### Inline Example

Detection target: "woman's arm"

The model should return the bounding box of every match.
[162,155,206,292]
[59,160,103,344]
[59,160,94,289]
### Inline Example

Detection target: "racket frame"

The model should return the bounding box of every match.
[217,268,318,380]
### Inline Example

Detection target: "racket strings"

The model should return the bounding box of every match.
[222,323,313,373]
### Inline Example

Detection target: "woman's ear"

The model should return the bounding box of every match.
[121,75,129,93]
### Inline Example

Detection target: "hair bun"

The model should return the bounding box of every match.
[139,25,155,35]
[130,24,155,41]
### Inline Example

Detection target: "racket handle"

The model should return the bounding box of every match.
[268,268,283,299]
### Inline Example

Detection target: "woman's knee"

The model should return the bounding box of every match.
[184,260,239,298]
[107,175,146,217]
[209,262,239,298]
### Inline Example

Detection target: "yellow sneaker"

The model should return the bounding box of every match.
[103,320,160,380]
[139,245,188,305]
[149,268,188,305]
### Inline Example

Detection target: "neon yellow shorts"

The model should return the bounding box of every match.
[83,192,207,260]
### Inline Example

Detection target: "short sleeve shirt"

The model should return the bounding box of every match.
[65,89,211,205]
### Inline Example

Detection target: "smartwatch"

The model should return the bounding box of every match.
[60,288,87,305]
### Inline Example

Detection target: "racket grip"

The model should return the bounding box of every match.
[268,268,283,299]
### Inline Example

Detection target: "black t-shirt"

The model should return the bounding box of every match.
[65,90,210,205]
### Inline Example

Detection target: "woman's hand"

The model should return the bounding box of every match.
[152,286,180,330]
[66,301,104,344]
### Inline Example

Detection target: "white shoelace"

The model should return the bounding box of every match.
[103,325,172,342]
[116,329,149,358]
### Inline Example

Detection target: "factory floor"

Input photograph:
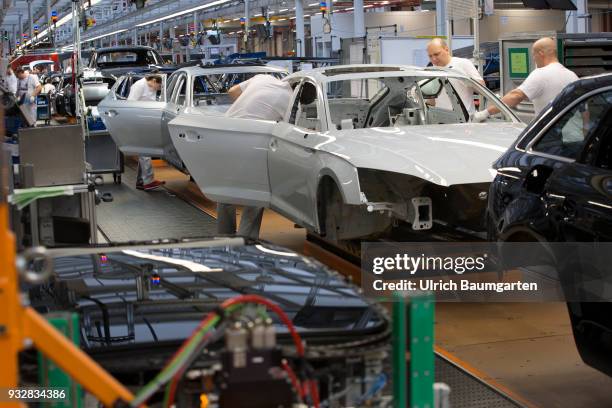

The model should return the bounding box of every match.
[104,161,612,408]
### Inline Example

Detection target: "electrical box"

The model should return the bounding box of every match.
[18,125,86,187]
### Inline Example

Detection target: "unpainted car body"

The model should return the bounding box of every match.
[82,46,166,106]
[97,64,288,172]
[167,64,526,241]
[488,73,612,377]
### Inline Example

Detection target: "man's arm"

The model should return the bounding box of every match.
[472,88,527,122]
[487,88,527,115]
[228,84,242,101]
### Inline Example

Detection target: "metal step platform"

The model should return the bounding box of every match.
[96,166,217,242]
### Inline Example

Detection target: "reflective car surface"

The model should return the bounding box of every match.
[168,64,526,243]
[97,64,287,171]
[488,73,612,377]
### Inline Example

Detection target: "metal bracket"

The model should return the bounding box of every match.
***
EXERCISE PROMPT ::
In your copy, please omit the pictures and print every line of the records exactly.

REPLY ::
### Inline Example

Detection target: "woman's arm"

The model should return the bounding box of every match.
[162,155,206,292]
[59,160,103,344]
[59,160,94,289]
### Inline Example

Detection target: "racket frame"

The model should return the bounding box of every match.
[217,268,318,380]
### Inline Example

Detection target: "racket strings"

The model should return the bounding box of every match.
[222,323,313,373]
### Inline Example

Detection target: "woman's ear"

The model should return the bounding box of every match.
[121,75,129,93]
### Inline Example

Detection target: "hair bun"

The model should return the bounding box of every match.
[139,25,155,35]
[130,24,155,41]
### Inline Example

Detection target: "racket handle"

The model should return the bounding box of every match.
[268,268,283,299]
### Inline Example

Detection target: "woman's knee"

The model should return the bounding box of every match.
[184,260,239,298]
[107,175,146,217]
[209,262,239,298]
### Inline Example

Detection target: "yellow sneaker"

The model should return the bounding box of every match.
[103,320,160,380]
[139,245,188,305]
[149,268,188,305]
### Inline Example

Detection target: "neon yellow shorts"

The model should return the bounding box of every match.
[83,192,207,260]
### Inline Example

Detection target: "short sleeve shirt"

The model should return the bounding box of every match.
[65,89,211,205]
### Inline Example

Detection target: "smartwatch"

The model should return the bounding box of every match.
[60,288,87,305]
### Inline Example

Detection target: "racket grip"

The model should return the bounding box of every match.
[268,268,283,299]
### Inline Example

Detection target: "black t-shirt"

The model should return the bounding box of every match.
[65,90,210,205]
### Inline Example

Detection target: "woman's hand"

The model should return the bounding box of every match.
[152,286,180,330]
[66,301,104,344]
### Inline Example

Detection target: "white shoelace"

The model should return the bounding box of every match.
[103,325,172,342]
[116,329,149,358]
### Inline Example

Detection target: "factory floor"

Input photograph:

The model should return the bounding box of every match.
[104,161,612,408]
### Inline Example

Detection target: "electrical box"

The model should return the bounding box of every match.
[18,125,86,187]
### Inline Example

Detection target: "unpainted car body"

The model should return the bounding box of every match.
[82,46,166,106]
[97,64,288,172]
[167,64,526,241]
[488,73,612,377]
### Inline Example

Detection target: "man's arm"

The model should return the bounding box of every match.
[472,88,527,122]
[487,88,527,115]
[228,84,242,101]
### Inline Example

Detection target: "metal step platform"

The model should return the bounding box of every match.
[96,166,217,242]
### Inline Example

Detection target: "reflective car surface"

The model should return the bounding box of every match.
[168,64,526,243]
[97,64,287,171]
[488,73,612,377]
### Inline Example

Detection target: "metal bracket"

The model should return the bounding box of every match.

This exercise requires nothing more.